**Tasks and exercises**
1. Please list every number that appears in the comment by thinkr42 in the forum thread below.
2. Write out the forum thread starting with "Companies controlled by" and going on through "margin grocery business.", substituting "retail" for each "grocery".

**Document section**
Companies controlled by PE firms use bankruptcy to shed pension obligations - kaboro
https://www.washingtonpost.com/business/economy/as-a-grocery-chain-is-dismantled-investors-recover-their-money-worker-pensions-are-short-millions/2018/12/28/ea22e398-0a0e-11e9-85b6-41c0fe0c5b8f_story.html
======
thinkr42
I worked at Marsh from 2005-2015 in both corporate and the store. We were
always skeptical of Sun, the CEOs that would cycle through didn't grasp the
basics of grocery, and as an organization we failed to invest in basic
infrastructure that would reduce our overall costs which are huge in the 2%
margin grocery business.

**Dataset content**
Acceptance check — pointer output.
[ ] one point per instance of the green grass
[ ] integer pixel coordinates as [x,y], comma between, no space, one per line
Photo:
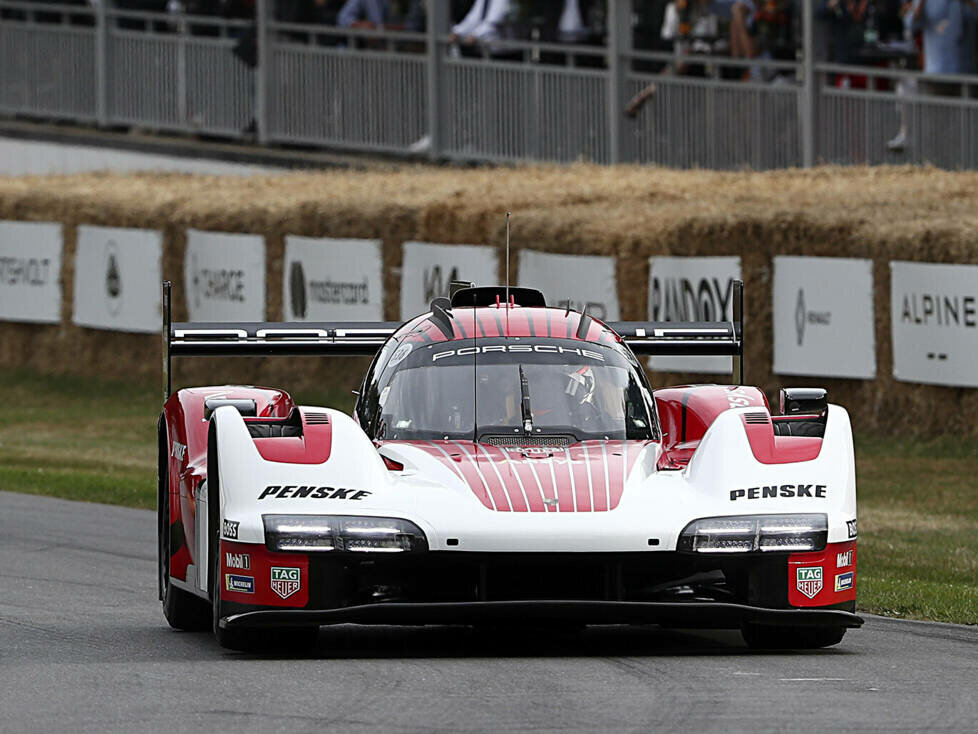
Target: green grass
[94,440]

**Answers to the exercise**
1. 2005, 2015, 2%

2.
Companies controlled by PE firms use bankruptcy to shed pension obligations - kaboro
https://www.washingtonpost.com/business/economy/as-a-retail-chain-is-dismantled-investors-recover-their-money-worker-pensions-are-short-millions/2018/12/28/ea22e398-0a0e-11e9-85b6-41c0fe0c5b8f_story.html
======
thinkr42
I worked at Marsh from 2005-2015 in both corporate and the store. We were
always skeptical of Sun, the CEOs that would cycle through didn't grasp the
basics of retail, and as an organization we failed to invest in basic
infrastructure that would reduce our overall costs which are huge in the 2%
margin retail business.